> _Provided material_

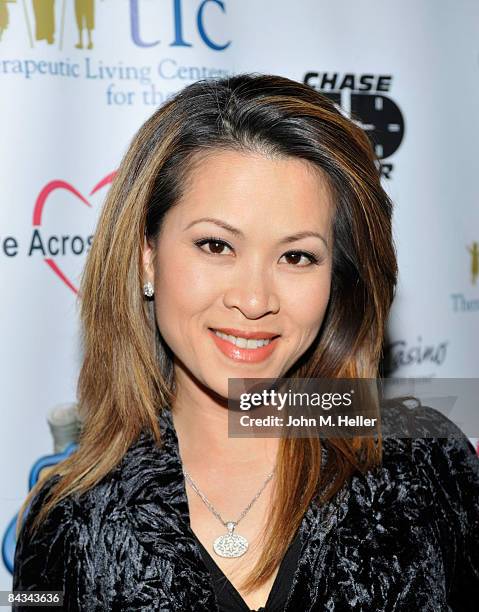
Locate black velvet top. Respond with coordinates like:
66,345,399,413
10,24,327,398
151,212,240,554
195,531,301,612
13,402,479,612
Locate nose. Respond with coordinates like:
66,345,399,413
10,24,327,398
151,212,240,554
223,264,280,319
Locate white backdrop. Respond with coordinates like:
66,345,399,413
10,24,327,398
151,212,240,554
0,0,479,589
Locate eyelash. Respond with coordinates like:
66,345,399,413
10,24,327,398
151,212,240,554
195,236,320,268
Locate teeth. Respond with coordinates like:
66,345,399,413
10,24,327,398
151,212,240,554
214,330,271,349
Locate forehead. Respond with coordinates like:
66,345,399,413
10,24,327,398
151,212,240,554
165,150,333,231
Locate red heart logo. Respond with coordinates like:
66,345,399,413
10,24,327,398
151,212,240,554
33,171,116,293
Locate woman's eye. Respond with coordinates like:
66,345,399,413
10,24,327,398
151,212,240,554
195,236,319,268
195,238,231,255
283,251,318,268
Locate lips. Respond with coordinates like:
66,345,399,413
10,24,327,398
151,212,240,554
208,328,279,363
209,327,280,340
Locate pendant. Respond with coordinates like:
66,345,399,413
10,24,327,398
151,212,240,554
213,521,248,558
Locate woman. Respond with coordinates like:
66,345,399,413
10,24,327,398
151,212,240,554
14,75,479,612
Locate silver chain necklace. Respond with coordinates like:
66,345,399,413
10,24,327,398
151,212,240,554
183,469,274,558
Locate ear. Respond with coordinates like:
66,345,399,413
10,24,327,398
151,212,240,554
142,236,155,284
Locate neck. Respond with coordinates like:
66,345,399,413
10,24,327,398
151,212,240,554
172,368,279,474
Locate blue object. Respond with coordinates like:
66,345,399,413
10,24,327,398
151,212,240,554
2,442,78,574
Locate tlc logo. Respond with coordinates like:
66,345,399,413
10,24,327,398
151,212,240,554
130,0,231,51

> _Exercise description_
Substitute "Find" for every "Locate" in all the rows above, and reproduce them with no other change. Omit the pictures.

> _Task answer_
Find black velvet top. Respond with coordinates like:
66,345,399,413
10,24,327,398
151,212,240,554
195,531,301,612
13,402,479,612
Find nose. Respond with coordinates like:
66,345,399,413
10,24,327,398
151,212,240,554
223,264,280,319
Find white backdrop. Respond with coordinates like:
66,345,399,413
10,24,327,398
151,212,240,554
0,0,479,589
Find eyelash. Respond with coordinates like:
66,345,399,413
10,24,327,398
151,212,240,554
195,236,320,268
Find teeth. Respond with coordinates like:
66,345,399,413
10,24,327,398
151,212,240,554
214,330,271,349
Find forehead. Respond with coordinates like:
66,345,399,413
10,24,327,398
151,212,240,554
165,150,333,231
Find red heart logo. Respond with coordinates like:
66,345,399,413
10,24,327,398
151,212,240,554
33,171,116,293
Find woman's eye. Respond with coordinates like:
66,345,399,413
10,24,327,398
151,212,240,554
195,236,319,268
195,238,231,255
283,251,318,268
Find lips. Respond with coordinates like:
66,345,399,413
10,24,327,398
151,212,240,554
208,328,279,363
209,327,280,340
Find pendant. Respond with coordinates like:
66,345,399,413
10,24,327,398
151,212,240,554
213,521,248,558
Find woman. Respond with coordinates like:
66,345,399,413
10,24,327,398
151,212,240,554
14,75,479,612
Find silver chain necklace. Respond with coordinates like:
66,345,399,413
10,24,327,398
151,212,240,554
183,469,274,558
Find ear. Respond with coordinates like:
66,345,399,413
10,24,327,398
151,212,240,554
142,236,155,284
Find neck. Respond with coordinates like:
66,345,399,413
10,24,327,398
151,212,240,554
172,368,279,474
Find blue object. Respond with coordinates like:
66,345,399,413
10,24,327,398
151,212,240,554
2,442,78,574
Find tlc logo. Respond with coordinates like:
66,345,399,413
10,24,327,398
151,212,240,554
130,0,231,51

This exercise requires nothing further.